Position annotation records
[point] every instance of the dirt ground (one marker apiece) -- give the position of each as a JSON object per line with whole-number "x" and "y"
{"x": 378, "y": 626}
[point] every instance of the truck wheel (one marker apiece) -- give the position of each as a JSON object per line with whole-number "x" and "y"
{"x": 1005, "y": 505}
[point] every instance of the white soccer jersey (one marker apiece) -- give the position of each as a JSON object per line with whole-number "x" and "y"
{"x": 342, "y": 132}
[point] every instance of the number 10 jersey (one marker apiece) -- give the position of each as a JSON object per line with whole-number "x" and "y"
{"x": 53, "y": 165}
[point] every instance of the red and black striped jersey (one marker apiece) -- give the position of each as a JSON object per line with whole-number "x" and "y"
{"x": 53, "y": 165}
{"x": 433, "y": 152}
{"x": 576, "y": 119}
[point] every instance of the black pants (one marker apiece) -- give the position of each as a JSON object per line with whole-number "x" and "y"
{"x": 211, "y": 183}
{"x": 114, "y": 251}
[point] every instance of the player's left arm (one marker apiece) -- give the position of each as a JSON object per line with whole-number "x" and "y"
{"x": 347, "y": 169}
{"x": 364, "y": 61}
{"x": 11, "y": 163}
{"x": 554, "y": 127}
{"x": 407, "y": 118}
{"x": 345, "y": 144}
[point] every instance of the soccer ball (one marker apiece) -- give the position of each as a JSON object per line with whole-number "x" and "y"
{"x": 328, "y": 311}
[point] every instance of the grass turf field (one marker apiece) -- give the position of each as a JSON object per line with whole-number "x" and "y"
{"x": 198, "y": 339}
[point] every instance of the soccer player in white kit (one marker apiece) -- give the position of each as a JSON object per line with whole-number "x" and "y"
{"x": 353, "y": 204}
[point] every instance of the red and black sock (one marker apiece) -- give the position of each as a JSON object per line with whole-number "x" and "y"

**PROBLEM TO WORK ON**
Rewrite the items, beginning with the line containing "[point] every instance of the grass" and continuing through the end of the items, requests included, and increase every x and y coordinate in the answers by 63.

**OUTPUT**
[point] every instance of the grass turf field (one marker apiece) -- give the position of each as a JSON object per line with whole-number "x" and "y"
{"x": 261, "y": 402}
[point] every instance of the soccer player in white kit (one marker apiece) -- give the position of each as a JSON object per line with whole-number "x" and "y"
{"x": 416, "y": 267}
[point] every instance of the red and black sock (one marker apiece) -- give the position of each as a JSON object per line with whole-number "x" and "y"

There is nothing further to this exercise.